● ACTION ITEM: Present every line of the records below as a numbered list, leaving out any blank lines.
===== DATASET ENTRIES =====
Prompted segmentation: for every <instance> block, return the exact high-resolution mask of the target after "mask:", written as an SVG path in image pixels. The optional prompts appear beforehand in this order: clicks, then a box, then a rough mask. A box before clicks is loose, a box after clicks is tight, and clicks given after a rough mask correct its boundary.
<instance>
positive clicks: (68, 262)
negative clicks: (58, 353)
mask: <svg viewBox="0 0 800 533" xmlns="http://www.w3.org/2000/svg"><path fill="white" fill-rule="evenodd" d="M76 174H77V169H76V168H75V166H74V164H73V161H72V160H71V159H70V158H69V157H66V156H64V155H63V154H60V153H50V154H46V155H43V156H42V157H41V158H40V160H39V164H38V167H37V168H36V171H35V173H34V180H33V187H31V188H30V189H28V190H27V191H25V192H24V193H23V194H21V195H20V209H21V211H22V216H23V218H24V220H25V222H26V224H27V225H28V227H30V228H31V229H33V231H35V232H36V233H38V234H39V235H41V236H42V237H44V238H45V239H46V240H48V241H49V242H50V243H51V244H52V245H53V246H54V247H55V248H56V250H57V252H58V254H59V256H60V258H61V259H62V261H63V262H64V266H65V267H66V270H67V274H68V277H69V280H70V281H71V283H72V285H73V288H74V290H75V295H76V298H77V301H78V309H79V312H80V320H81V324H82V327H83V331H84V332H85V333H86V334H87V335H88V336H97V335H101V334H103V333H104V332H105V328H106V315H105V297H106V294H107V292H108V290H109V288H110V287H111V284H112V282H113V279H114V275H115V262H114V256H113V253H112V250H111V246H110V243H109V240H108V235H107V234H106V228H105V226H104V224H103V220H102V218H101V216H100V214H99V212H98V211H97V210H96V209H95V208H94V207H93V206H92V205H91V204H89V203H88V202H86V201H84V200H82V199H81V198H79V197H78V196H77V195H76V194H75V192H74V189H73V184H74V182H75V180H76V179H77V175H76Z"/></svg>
=====
● ANSWER SPACE:
1. Prompted segmentation: for every <instance> block, return the exact high-resolution mask of the target after "mask:", written as an SVG path in image pixels. The optional prompts appear beforehand in this order: clicks, then a box, then a rough mask. A box before clicks is loose, a box after clicks is tight, and clicks given after a rough mask correct its boundary.
2. <instance>
3. positive clicks: (68, 262)
4. negative clicks: (58, 353)
5. mask: <svg viewBox="0 0 800 533" xmlns="http://www.w3.org/2000/svg"><path fill="white" fill-rule="evenodd" d="M76 174H77V169H76V168H75V166H74V164H73V161H72V160H71V159H70V158H69V157H66V156H64V155H63V154H60V153H50V154H46V155H43V156H42V157H41V158H40V160H39V164H38V167H37V168H36V171H35V173H34V180H33V187H31V188H30V189H28V190H27V191H25V192H24V193H23V194H21V195H20V209H21V211H22V216H23V218H24V220H25V222H26V224H27V225H28V227H30V228H31V229H33V231H35V232H36V233H38V234H39V235H41V236H42V237H44V238H45V239H46V240H48V241H49V242H50V243H51V244H52V245H53V246H54V247H55V248H56V250H57V252H58V254H59V256H60V258H61V259H62V261H63V262H64V266H65V267H66V270H67V274H68V277H69V280H70V281H71V283H72V285H73V288H74V290H75V295H76V298H77V301H78V309H79V312H80V320H81V324H82V327H83V331H84V332H85V333H86V334H87V335H88V336H97V335H101V334H103V333H104V332H105V328H106V315H105V297H106V294H107V292H108V290H109V288H110V287H111V284H112V282H113V279H114V275H115V262H114V256H113V253H112V250H111V246H110V243H109V240H108V235H107V234H106V228H105V226H104V224H103V220H102V218H101V216H100V214H99V212H98V211H97V210H96V209H95V208H94V207H93V206H92V205H91V204H89V203H88V202H86V201H84V200H82V199H81V198H79V197H78V196H77V195H76V194H75V192H74V189H73V184H74V182H75V180H76V179H77V175H76Z"/></svg>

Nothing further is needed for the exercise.